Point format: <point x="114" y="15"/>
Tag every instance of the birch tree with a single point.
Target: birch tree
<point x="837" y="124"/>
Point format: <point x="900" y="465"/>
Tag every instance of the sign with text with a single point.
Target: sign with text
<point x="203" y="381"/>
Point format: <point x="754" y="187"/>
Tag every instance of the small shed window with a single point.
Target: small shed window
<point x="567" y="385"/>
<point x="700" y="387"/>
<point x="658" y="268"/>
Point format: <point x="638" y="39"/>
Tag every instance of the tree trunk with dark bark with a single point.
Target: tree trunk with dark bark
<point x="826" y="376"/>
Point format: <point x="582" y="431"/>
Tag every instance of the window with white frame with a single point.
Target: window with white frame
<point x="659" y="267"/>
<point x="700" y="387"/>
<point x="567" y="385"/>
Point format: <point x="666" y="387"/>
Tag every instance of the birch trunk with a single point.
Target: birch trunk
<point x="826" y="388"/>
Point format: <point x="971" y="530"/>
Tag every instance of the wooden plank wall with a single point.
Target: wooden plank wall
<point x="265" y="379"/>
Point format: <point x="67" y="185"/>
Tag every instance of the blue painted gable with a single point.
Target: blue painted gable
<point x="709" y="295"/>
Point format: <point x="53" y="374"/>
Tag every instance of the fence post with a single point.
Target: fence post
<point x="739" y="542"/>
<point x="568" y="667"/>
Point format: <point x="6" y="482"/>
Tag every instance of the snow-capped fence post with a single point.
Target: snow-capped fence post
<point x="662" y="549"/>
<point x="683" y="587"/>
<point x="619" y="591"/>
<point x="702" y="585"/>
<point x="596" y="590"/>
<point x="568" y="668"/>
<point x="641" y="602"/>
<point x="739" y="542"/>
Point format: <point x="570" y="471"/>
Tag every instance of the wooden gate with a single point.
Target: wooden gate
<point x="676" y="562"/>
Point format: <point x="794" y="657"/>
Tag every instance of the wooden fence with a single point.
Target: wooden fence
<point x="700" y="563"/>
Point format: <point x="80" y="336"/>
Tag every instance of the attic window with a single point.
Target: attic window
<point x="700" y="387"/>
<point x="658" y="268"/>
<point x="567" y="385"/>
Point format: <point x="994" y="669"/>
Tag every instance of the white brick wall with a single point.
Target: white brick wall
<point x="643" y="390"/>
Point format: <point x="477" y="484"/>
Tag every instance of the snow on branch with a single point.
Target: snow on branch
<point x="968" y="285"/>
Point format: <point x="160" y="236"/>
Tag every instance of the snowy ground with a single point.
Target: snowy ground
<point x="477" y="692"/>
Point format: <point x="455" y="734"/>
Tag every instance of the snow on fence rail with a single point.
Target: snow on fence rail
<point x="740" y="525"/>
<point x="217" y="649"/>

---------------

ABOUT THIS TASK
Reproduce the whole listing so that each line matches the original exactly.

COMPLETED TASK
Point format: <point x="114" y="15"/>
Tag every instance of the birch tree with a single point.
Target: birch tree
<point x="837" y="124"/>
Point format: <point x="900" y="465"/>
Tag every instance of the sign with text with a single point.
Target: sign with text
<point x="203" y="381"/>
Point format: <point x="754" y="187"/>
Tag every instance of the small shed window with a single point.
Target: small shed window
<point x="567" y="385"/>
<point x="700" y="387"/>
<point x="658" y="268"/>
Point format: <point x="638" y="39"/>
Tag every instance of the tree trunk with dark bark with a single point.
Target: tree trunk with dark bark
<point x="826" y="376"/>
Point format: <point x="582" y="431"/>
Tag every instance of the window with white frame with a single point.
Target: window with white frame
<point x="659" y="267"/>
<point x="700" y="387"/>
<point x="567" y="385"/>
Point format: <point x="666" y="387"/>
Tag every instance of the birch trunk with a single point.
Target: birch trunk
<point x="826" y="388"/>
Point format: <point x="971" y="530"/>
Tag every instance of the wooden plank wall with a single point.
Target: wooden plank wall
<point x="265" y="379"/>
Point format: <point x="67" y="185"/>
Tag every instance of the blue painted gable with a single point.
Target: blue painted gable
<point x="709" y="295"/>
Point format: <point x="53" y="374"/>
Tag every instance of the fence post with a single point.
Target: fence post
<point x="739" y="542"/>
<point x="568" y="667"/>
Point format: <point x="6" y="482"/>
Tag every instance of the snow-capped fence post with a single point.
Target: snow-capped fence post
<point x="662" y="549"/>
<point x="683" y="587"/>
<point x="619" y="591"/>
<point x="702" y="585"/>
<point x="596" y="590"/>
<point x="568" y="668"/>
<point x="641" y="602"/>
<point x="739" y="542"/>
Point format: <point x="570" y="471"/>
Tag every instance of the wooden gate with a single point.
Target: wooden gate
<point x="676" y="562"/>
Point format: <point x="794" y="657"/>
Tag every instance of the wooden fence with a single point.
Target: wooden fence
<point x="700" y="563"/>
Point format: <point x="80" y="336"/>
Tag every instance of the attic window with a single point.
Target: attic window
<point x="700" y="387"/>
<point x="658" y="268"/>
<point x="567" y="385"/>
Point format: <point x="994" y="669"/>
Tag every instance of the white brick wall with a single point.
Target: white brick wall
<point x="643" y="390"/>
Point format: <point x="477" y="484"/>
Tag every instance of the snow on branch with a single point.
Target: snow on branch
<point x="968" y="285"/>
Point format: <point x="160" y="236"/>
Tag every instance of the snowy ground with a single point.
Target: snowy ground
<point x="477" y="692"/>
Point format: <point x="455" y="734"/>
Tag every instance of the snow on fence rail with a single point.
Target: snow on fence rail
<point x="740" y="525"/>
<point x="217" y="649"/>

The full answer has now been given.